▶ [Work required] In the interview excerpt below, when does Dr. Russell Strickland say the dissertation process started?

Balance, Stick-to-It-iveness, and Planning with Dr. Preston Cherry

Dr. Russell Strickland [00:21:35]

It goes back to so. The dissertation process actually started in the Middle Ages, and back then the way they taught was through this master apprentice relationship where somebody would work at the foot of the master for a number of years, starting off by sweeping the stalls or whatever, but working up to doing the master’s work under some supervision until eventually they were doing it without supervision. They would create this masterpiece and they would be told, OK, now you can go into the trade, into the guild. You are able to go out on your own, make your own way, and you’re no longer an apprentice. Same thing actually happens in the dissertation process. That is your masterpiece, so to speak. You’re going out there saying, look, I can do this. I can do this myself. And if it looks like the right sort of thing, then they’re going to approve it and tell you you can go out and they’ll start doing that on your own without supervision. And so you touched on another very important point where you’re talking about passions. And, listen, if you’re if your goal is to graduate as soon as possible, you need to be strategic about everything in the dissertation process. And that starts with your topic and how you’re going to set things up. You want to make sure that it’s not some sort of exploration because you never know what you’re going to get when you explore. You never know when you’re done. If you’re exploring, you want to have something that has a specified beginning, middle and end so that you can actually get through it. And that’s that’s strategic. You have to make sure you’re thinking about that ahead of time because so many people will fall into kind of following their passions. And then you become all emotionally involved and entrenched and and intractable instead of being ready to compromise. And when your committee says do it this way, you just say, yes, I’ll do it that way.

▶ [Stored records]

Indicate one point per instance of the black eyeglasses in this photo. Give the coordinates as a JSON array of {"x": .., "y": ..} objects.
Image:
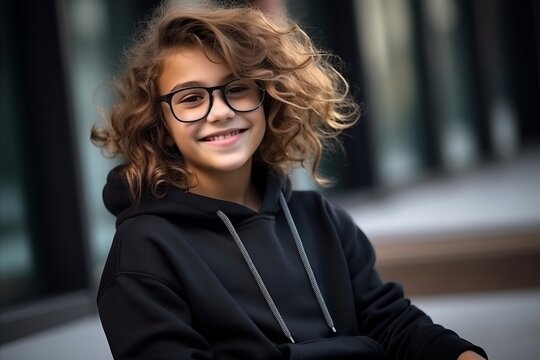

--

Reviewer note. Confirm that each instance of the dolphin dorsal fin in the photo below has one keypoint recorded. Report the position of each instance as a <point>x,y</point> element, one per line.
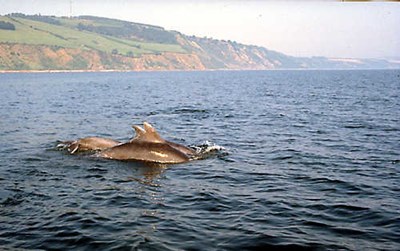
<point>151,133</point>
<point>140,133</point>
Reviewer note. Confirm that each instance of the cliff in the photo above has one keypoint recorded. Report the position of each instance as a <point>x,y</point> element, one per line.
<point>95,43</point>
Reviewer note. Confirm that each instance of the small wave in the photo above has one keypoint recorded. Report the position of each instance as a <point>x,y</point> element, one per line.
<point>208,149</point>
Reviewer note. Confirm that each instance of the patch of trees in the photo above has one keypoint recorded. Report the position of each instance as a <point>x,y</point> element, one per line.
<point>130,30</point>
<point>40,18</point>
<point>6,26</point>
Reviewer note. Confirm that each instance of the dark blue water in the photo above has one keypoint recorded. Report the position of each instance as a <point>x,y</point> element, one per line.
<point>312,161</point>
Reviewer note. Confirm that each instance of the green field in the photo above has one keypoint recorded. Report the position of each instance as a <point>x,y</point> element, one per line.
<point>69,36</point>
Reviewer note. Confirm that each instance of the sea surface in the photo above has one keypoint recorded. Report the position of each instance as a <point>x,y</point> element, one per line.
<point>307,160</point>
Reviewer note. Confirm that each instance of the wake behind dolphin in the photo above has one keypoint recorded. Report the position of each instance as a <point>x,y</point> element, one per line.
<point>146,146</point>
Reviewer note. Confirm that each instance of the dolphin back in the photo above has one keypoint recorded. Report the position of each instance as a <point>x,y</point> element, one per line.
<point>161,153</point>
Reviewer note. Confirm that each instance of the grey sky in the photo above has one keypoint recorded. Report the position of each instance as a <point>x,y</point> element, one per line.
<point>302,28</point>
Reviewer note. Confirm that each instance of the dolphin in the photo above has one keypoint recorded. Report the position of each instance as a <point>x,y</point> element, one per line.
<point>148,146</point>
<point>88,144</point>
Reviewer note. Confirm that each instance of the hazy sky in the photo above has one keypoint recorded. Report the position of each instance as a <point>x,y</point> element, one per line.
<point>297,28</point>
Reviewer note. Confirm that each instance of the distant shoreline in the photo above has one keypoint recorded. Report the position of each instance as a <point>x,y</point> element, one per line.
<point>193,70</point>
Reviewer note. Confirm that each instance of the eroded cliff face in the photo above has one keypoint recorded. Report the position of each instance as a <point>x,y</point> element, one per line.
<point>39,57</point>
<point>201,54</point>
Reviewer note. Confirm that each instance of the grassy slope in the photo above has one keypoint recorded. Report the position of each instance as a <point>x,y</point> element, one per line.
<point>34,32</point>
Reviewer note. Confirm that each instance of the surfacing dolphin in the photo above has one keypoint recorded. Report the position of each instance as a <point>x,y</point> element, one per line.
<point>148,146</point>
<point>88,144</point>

▶ [Completed exercise] In the Middle Ages.